══ EXTRAIT CHOISI

LA RÉVOLUTION ROUGE

Il y a six ans, les Diables Rouges étaient la risée de l’Europe. Maintenant, ils valent leur poids en or.

La semaine dernière, à la une du magazine hebdomadaire Extra Time de la Gazzetta dello Sport, une photo des Diables Rouges, assortie du titre :  » La Belgique, l’équipe nationale la plus chère d’Europe.  »

Le magazine a calculé que la sélection actuelle valait 380 millions d’euros. Seules la seleçao brésilienne (40 millions de plus) et l’Argentine de Messi (120 millions) sont plus chères que l’actuel numéro trois mondial.

Fin 2012, Trends/Tendances estimait la valeur du numéro 30 au classement FIFA à 240 millions (voir encadré). A l’époque, seuls le Brésil et l’Espagne valaient plus.

Il y a six ans, nul en Belgique n’aurait cru de tels chiffres.

UN SEUL SUPPORTER

Le 9 septembre 2009, la Belgique affronte l’Arménie à Erevan, quelques jours après une raclée 5-0 en Espagne. Ce sera le dernier match dirigé par Francky Vercauteren et Francky Dury. La fédération a trouvé un accord avec Dick Advocaat, qui reprend l’équipe en janvier. La Belgique est alors 75e, son pire classement depuis sa 71e place en juin 2007. En 2003, Les Diables étaient encore 16es.

Le match n’est retransmis qu’à la radio. La Vier, RTL et la RTBF décident de ne pas le retransmettre : le match n’est pas intéressant et il est trop cher. Un seul supporter accompagne les Diables Rouges : Ludo Rollenberg (47 ans), qui assiste à tous les matches depuis 2002. Il peut même monter dans l’avion des Diables.

Ce n’est pas anormal, selon Filip Van Doorslaer, le directeur marketing de l’UB où il travaille depuis dix ans.  » Les supporters qui voulaient voir les Diables Rouges à l’oeuvre à l’étranger achetaient eux-mêmes leurs billets à la fédération adverse. Comme ils étaient peu nombreux, ils étaient généralement mêlés aux autres.  »

En l’absence de Fellaini, Vermaelen, suspendus, de Vertonghen et de Kompany, blessés, quatre Diables toujours (parfois) présents de nos jours sont titulaires : Jean-François Gillet, Kevin Mirallas, Steven Defour et Moussa Dembelé. Il y a aussi Maarten Martens, capitaine de l’équipe quatrième des JO un an plus tôt, Gill Swerts, Olivier Deschacht et Igor De Camargo. Sur les 14 joueurs alignés, cinq se produisent en Belgique, quatre aux Pays-Bas, trois en France, un en Italie et un en Allemagne.

════

- CONSIGNE:
Indiquez si chacun des énoncés suivants concorde avec l'article sur les Diables Rouges, en répondant par oui ou par non et en citant exactement les mots décisifs de l'article.
1. Selon le magazine Extra Time, la sélection belge actuelle vaut 380 millions d'euros.
2. La RTBF a retransmis le match entre la Belgique et l'Arménie à Erevan.
3. Fin 2012, la Belgique occupait la 75e place du classement FIFA.
Les enregistrements n'ont aucun rôle ici.

══ DONNÉES

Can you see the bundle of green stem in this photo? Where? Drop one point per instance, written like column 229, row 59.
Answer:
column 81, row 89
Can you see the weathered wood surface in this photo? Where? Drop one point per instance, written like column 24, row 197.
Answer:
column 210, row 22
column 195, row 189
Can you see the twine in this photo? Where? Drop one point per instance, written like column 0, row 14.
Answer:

════

- RÉPONSE:
1. Oui : « Le magazine a calculé que la sélection actuelle valait 380 millions d’euros. »
2. Non : « La Vier, RTL et la RTBF décident de ne pas le retransmettre »
3. Non : « Fin 2012, Trends/Tendances estimait la valeur du numéro 30 au classement FIFA à 240 millions »